DATASET ENTRIES |
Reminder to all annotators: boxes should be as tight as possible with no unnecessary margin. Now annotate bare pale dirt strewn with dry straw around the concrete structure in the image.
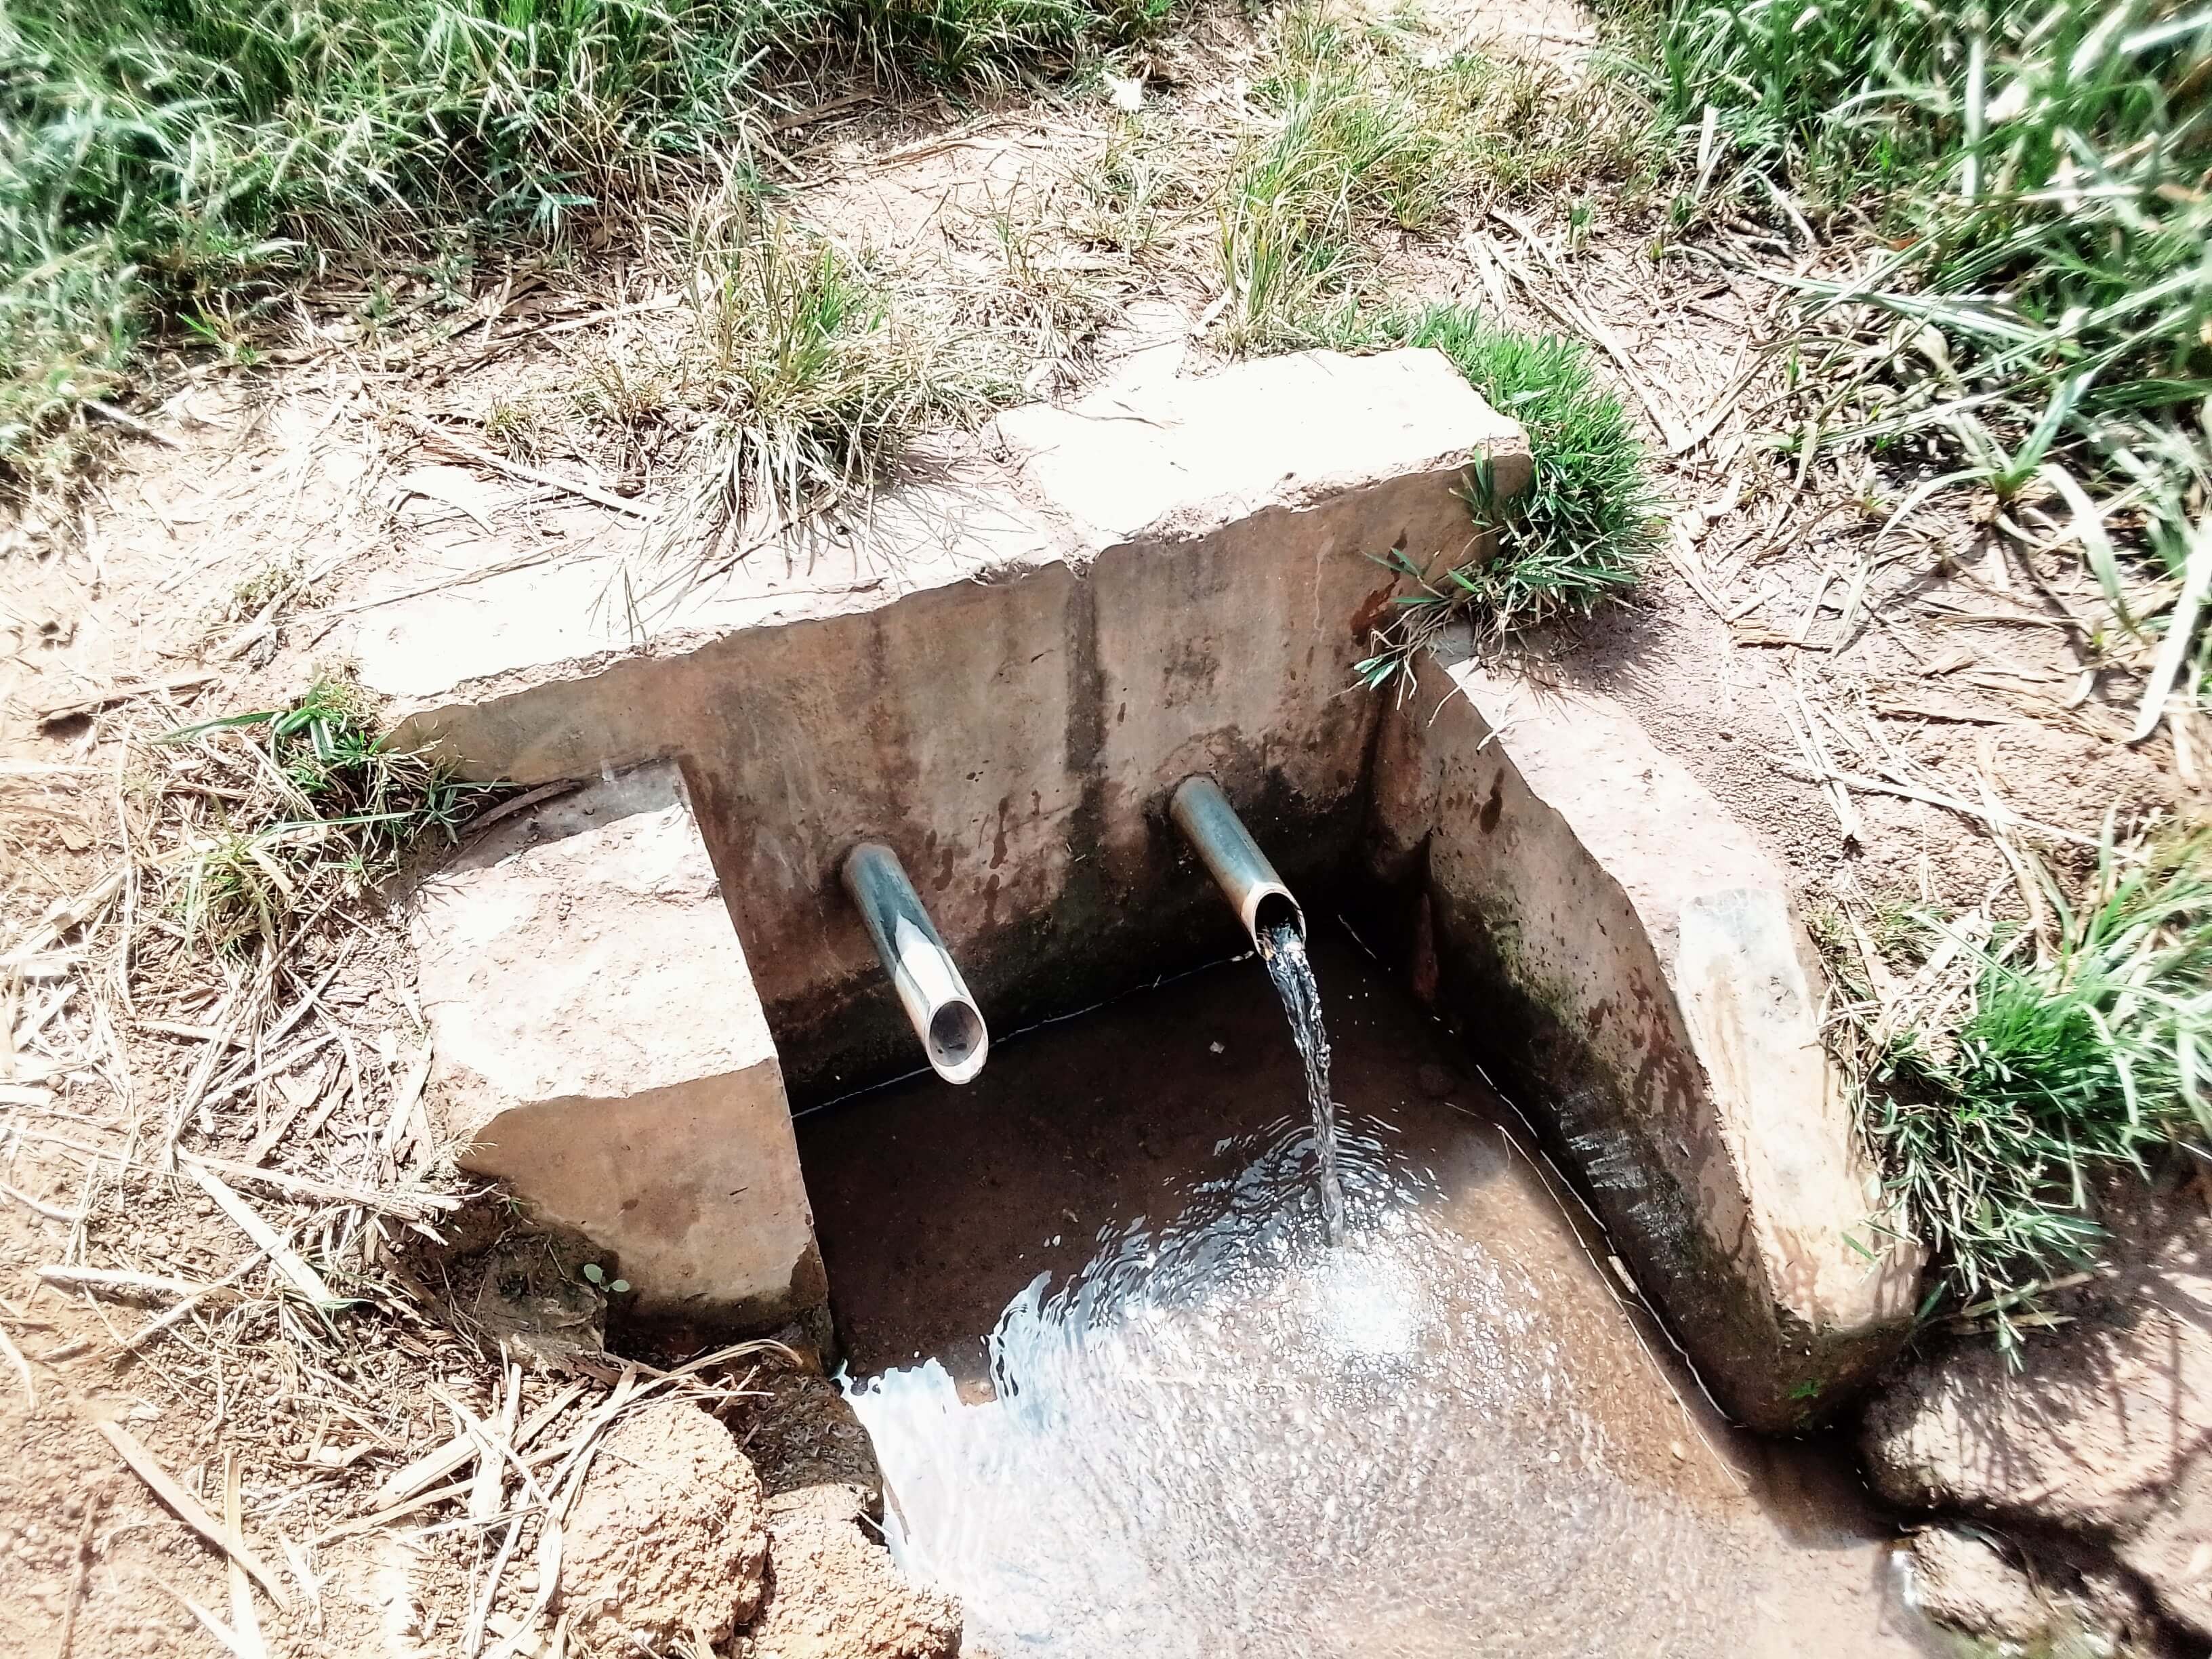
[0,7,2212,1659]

* * *

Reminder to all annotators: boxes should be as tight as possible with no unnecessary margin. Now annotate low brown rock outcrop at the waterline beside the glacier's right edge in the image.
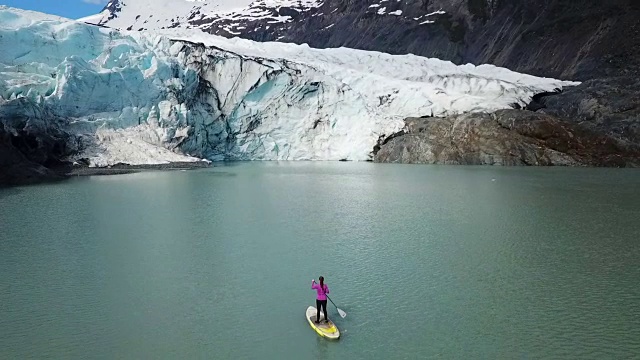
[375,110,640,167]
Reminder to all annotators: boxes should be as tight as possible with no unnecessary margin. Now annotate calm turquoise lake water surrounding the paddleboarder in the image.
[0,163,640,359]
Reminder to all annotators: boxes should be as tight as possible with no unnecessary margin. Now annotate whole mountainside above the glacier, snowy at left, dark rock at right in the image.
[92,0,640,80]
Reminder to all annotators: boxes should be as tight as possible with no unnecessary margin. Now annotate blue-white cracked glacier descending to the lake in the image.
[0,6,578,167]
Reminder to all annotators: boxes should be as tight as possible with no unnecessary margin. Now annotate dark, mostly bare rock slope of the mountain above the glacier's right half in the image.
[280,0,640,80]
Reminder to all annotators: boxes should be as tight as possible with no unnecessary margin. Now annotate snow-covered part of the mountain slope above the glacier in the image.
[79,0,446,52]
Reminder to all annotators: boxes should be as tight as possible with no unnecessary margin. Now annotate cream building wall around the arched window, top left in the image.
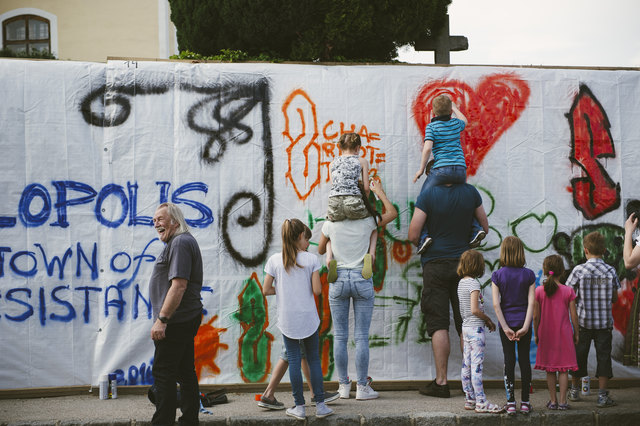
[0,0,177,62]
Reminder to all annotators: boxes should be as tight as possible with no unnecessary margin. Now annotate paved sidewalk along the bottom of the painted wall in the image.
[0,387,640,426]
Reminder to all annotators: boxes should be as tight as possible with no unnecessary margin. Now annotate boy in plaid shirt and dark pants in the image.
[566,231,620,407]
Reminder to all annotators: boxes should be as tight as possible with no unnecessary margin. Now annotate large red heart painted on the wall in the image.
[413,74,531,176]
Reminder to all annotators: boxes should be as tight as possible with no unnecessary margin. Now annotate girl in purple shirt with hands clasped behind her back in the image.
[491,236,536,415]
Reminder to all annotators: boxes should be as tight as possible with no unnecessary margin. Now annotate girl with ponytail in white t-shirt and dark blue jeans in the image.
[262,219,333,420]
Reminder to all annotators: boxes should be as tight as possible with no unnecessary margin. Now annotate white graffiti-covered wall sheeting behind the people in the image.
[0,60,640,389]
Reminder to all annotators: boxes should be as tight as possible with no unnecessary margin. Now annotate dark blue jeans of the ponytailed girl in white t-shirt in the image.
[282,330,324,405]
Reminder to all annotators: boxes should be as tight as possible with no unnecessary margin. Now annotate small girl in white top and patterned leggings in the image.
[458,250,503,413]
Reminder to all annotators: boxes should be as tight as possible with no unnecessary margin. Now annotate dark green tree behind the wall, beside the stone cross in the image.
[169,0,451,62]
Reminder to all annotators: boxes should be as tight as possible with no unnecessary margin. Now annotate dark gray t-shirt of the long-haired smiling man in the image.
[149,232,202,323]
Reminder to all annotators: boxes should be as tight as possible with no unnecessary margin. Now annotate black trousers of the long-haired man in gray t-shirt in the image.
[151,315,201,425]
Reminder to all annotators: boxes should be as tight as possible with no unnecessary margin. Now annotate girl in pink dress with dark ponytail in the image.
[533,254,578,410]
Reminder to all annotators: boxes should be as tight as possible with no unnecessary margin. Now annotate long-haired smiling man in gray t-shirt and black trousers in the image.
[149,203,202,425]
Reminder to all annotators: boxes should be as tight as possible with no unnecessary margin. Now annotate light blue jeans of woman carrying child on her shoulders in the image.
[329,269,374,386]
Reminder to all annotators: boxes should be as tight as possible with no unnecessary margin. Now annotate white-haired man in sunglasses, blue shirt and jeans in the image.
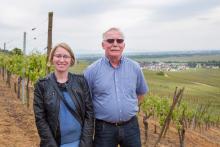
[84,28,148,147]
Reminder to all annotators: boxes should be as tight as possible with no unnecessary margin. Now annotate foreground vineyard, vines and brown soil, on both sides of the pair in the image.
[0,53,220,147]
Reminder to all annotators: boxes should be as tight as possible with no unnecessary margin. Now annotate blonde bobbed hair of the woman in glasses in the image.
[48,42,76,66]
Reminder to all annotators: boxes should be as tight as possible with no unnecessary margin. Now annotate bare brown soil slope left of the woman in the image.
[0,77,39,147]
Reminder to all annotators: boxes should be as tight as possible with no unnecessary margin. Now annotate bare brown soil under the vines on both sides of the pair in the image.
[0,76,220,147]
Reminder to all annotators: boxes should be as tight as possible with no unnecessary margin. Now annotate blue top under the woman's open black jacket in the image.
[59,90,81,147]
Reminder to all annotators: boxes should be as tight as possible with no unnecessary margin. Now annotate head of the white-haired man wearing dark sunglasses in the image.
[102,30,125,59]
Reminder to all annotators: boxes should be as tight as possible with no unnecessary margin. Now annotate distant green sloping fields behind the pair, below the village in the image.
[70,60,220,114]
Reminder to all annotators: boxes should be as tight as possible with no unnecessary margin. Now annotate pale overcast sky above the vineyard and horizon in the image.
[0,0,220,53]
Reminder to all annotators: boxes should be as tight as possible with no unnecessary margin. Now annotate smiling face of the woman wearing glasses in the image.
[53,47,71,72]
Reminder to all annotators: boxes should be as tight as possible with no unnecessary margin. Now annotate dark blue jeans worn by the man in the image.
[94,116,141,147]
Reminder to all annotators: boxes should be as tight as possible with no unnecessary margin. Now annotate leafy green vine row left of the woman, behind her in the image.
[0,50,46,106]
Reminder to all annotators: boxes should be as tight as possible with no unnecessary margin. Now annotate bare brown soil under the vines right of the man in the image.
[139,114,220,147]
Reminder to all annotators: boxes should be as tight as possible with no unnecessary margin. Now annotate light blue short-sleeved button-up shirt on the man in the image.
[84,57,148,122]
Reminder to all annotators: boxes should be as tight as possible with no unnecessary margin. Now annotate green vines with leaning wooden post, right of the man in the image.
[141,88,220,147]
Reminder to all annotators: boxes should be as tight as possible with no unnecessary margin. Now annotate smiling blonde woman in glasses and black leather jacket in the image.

...

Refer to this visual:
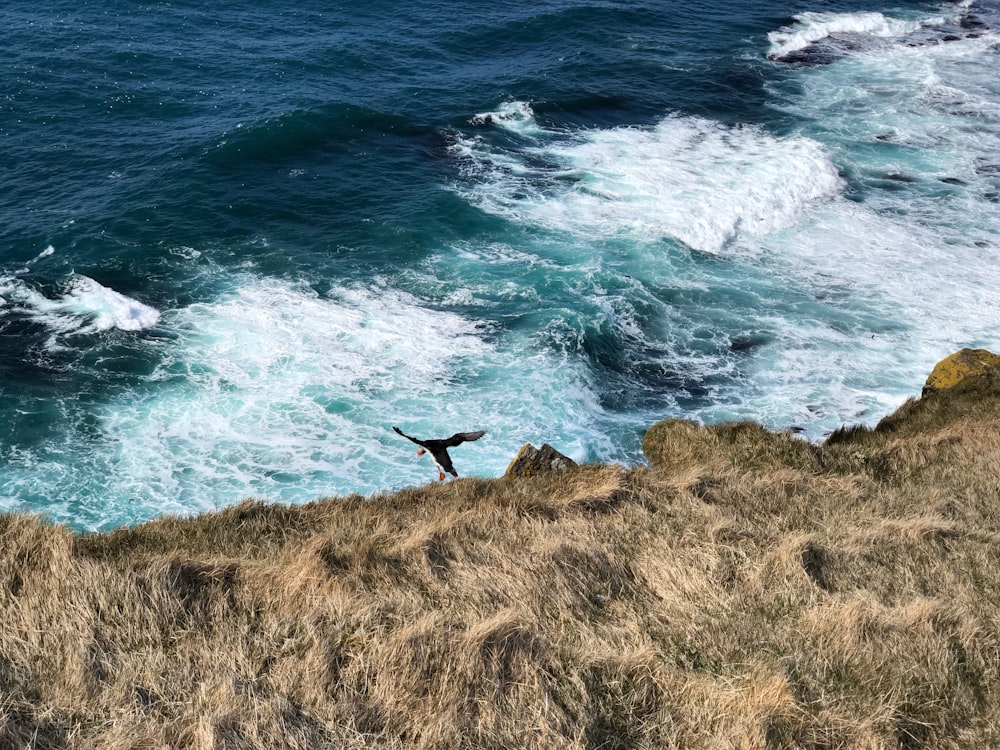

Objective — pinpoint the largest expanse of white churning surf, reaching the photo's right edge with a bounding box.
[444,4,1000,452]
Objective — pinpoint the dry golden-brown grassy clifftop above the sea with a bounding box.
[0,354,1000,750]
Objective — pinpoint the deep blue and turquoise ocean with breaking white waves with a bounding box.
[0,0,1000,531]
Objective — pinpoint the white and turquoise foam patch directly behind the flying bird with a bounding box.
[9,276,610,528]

WHAT THE TASK REQUIRES |
The lines to extract from the data above begin with the line containing "post, right of the man in the image." and end with the line containing "leather jacket in the image.". Extract them exactly, including both.

ANSWER SPACE |
Reminder to all annotators: boxes should be as tight as possible with no unnecessary margin. Now annotate green vines with leaning wooden post, right of the man in the image.
[141,88,220,147]
Reminder to all annotators: boxes should be as tight as possible with no unnecessary margin. Now annotate smiling blonde woman in glasses and black leather jacket in the image.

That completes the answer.